__Tarea pendiente__. ¿Cómo se traduce al inglés esta oración de la reseña sobre «Áspera llama»: «En 1977, “Pieza del templo”, significaba su bautismo poético.»?

__Texto de lectura__.
-=-=-
Notas de un lector

Áspera llama

Carlos Aurtenetxe (San Sebastián, 1942) atesora, hoy día, una amplia y rigurosa obra.

Cuatro décadas de entregada devoción al mundo de las letras, han hecho que Carlos Aurtenetxe (San Sebastián, 1942) atesore, hoy día, una amplia y rigurosa obra.
Desde que en 1963 viera la luz su primer relato, el autor donostiarra ha ido modulando una voz personal, plena de coherencia y acentuando su preferencia por la lírica que ahora se despliega en un extenso volumen, “Áspera llama” (Bermingham Editorial. Donostia, 2012), donde reúne una muestra de sus veintiún poemarios editados.

En 1977, “Pieza del templo”, significaba su bautismo poético. Ya entonces, Carlos Aurtenetxe, tomaba su inspiración de la lógica, o, lo que es lo mismo, de la ontología que trata el devenir del ser como si fuera una apariencia. Y no porque su conciencia estuviera lejos de la realidad, sino porque su búsqueda vital iba más allá de su propia existencia hasta poder hallar el verdadero destino del ser humano: “Me permito pensar sencillamente/ que a veces es falso todo,/ todo lo dicho./ Incluidos algunos entusiasmos./ Y nosotros (…) Ya sólo creo en el silencio,/ en los ojos perdidos,/ en el no pretender nada de nadie”.
Esa resignación, ese desánimo, inunda buena parte de esta antología y casa con las declaraciones que el propio autor realizara en 1978: “La causa de mi dedicación a la literatura, si causa se puede llamar, pueda que sea este inmoderado dolor que me produce el mundo”. Este sentimiento, cercano a la destrucción de los valores, derivaría en una tremenda duda, en una radical desconfianza. El necesario y posterior distanciamiento respecto a ese hondo desasosiego, le traería consigo un orden personal casi nihilista, una nueva valoración del hombre basada en esperanza, en la gran “aurora”. Y así parece expresarlo en “Las edades de la noche” (1981), un libro por donde circula una matemática más próxima a la armonía: “Inventaré países/ diminutos/ en donde tú y yo existiremostotalmente,/ lejanamente,/ para siempre,/ paisajes sin abatimiento ni distancia,/ edades sin fin para una sola mirada/ ardiendo entre los dos.”
-=-=-
__Material listado__.

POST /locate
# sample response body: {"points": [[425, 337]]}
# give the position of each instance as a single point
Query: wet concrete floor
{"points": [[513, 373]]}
-=-=-
__Solución del ejercicio__. In 1977, "Pieza del templo" marked his poetic baptism.